- **Brief**:
In the material below, find the line that contains "Phrase: bark texture" and the line that contains "Phrase: wooden branch", then write out exactly those two lines and everything between them.

- **Data**:
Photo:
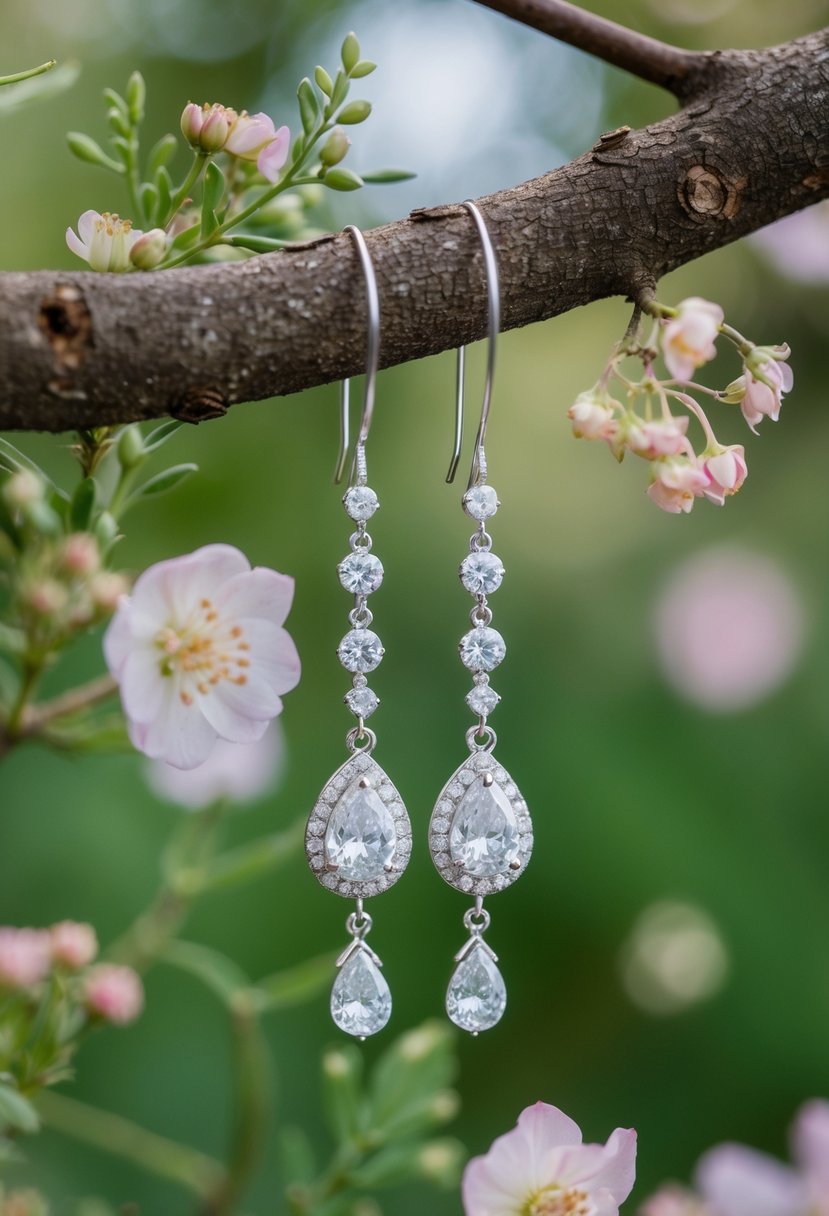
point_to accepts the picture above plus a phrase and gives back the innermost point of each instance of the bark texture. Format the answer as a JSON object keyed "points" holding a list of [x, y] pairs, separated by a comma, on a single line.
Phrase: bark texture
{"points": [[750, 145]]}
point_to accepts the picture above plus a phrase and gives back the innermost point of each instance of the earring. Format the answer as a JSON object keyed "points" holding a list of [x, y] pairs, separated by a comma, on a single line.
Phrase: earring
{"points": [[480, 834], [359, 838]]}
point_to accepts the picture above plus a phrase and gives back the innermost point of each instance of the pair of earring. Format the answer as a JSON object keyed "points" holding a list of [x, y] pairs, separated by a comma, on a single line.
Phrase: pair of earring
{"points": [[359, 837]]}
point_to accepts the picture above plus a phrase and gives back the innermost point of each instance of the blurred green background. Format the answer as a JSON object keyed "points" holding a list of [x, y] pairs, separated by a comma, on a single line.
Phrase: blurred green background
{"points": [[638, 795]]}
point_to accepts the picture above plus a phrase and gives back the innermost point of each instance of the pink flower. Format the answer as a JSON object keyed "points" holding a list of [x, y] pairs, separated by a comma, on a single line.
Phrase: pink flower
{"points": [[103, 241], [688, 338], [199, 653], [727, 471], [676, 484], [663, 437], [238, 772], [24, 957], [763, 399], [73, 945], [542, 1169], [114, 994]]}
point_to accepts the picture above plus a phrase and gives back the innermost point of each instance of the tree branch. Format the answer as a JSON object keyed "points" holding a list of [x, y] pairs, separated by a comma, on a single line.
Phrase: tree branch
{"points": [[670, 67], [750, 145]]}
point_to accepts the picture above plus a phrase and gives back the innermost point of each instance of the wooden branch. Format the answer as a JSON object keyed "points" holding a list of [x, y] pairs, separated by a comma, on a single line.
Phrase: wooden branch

* * *

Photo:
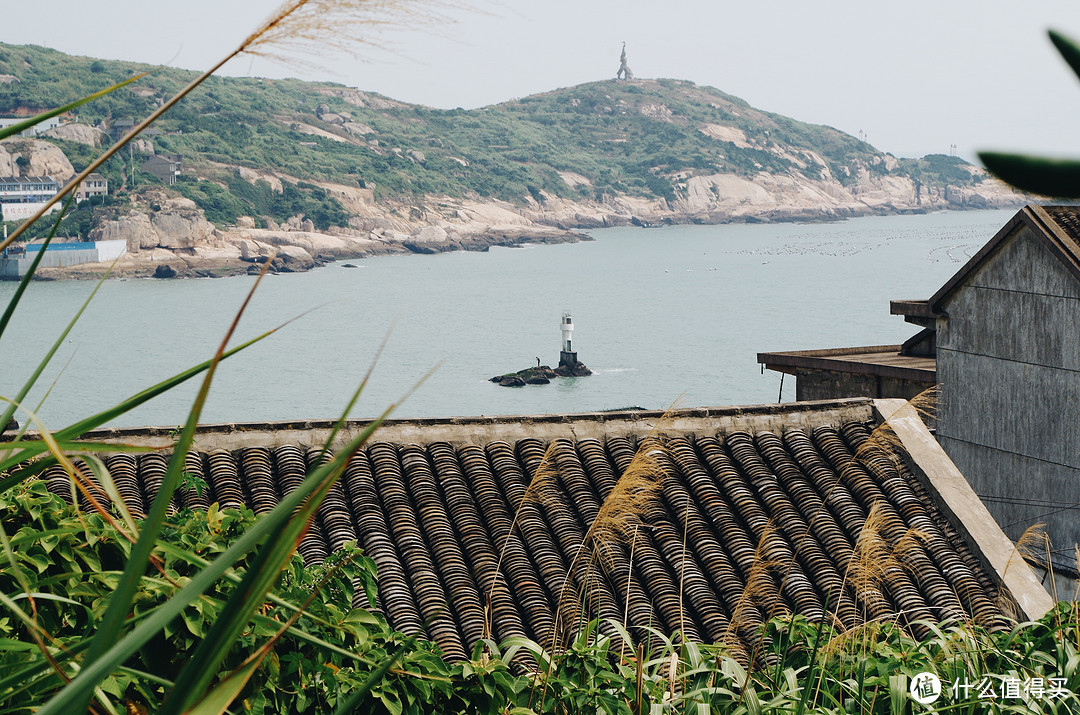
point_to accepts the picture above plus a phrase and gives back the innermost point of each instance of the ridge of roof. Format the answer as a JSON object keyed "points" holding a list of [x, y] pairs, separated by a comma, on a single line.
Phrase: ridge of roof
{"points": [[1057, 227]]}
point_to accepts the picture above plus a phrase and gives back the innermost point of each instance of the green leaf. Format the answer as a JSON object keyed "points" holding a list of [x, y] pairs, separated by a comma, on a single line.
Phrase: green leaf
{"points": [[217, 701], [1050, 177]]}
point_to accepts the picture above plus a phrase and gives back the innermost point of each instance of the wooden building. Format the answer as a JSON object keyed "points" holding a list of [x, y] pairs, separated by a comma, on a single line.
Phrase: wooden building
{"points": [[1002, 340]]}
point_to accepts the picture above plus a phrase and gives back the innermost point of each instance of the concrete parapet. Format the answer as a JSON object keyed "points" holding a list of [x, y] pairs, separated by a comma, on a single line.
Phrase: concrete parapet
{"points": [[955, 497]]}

- **Solution to the exercise**:
Phrase: bark texture
{"points": [[750, 145]]}
point_to accepts the picture above plus a phrase and gives back the innermost point of each instance of the earring. Format the answer as a JSON object keyed "points" holding a list of [x, y] pairs, separated by a comma, on a single line.
Phrase: earring
{"points": [[480, 834], [359, 838]]}
point_to accepts the picture above plus a phrase and gives back the innermost point of each instance of the pair of earring. Format the answer as a JSON object keyed "points" holding a list of [x, y] pairs, separated by a comma, on a single line.
Phrase: pair of earring
{"points": [[359, 837]]}
point_to accepts the picture above plus a phrase and gives back the innermost point of each instance of the blurred green background. Format the answer as a JSON object keyed "points" holding a list of [x, y] pairs, separated by a comma, on a single line.
Phrase: blurred green background
{"points": [[638, 795]]}
point_to accepts the picture above plus a phrase and gives back the innermost point of each instance of the pink flower. Format the answer as a JSON object keyed "points" holding a list of [x, y] pairs, separated by a comma, on a single line.
Phrase: pink flower
{"points": [[103, 241], [688, 338], [199, 653], [727, 471], [676, 484], [663, 437], [238, 772], [24, 957], [763, 399], [73, 945], [542, 1169], [114, 994]]}
point_to accepts the picture above plus a phrase and gives back the innermost point of each instance of the tree branch. Format the answer as a JSON object keyed "points" holding a list of [x, y] pairs, separated by a comma, on a single line.
Phrase: tree branch
{"points": [[670, 67], [750, 145]]}
point_to accepts the picture above plus a phrase and gives back the innermost point of each instance of the wooden branch. Format the answer as a JSON object keyed "points" holding a list of [x, y] pairs, separated by a comma, on a single line.
Phrase: wooden branch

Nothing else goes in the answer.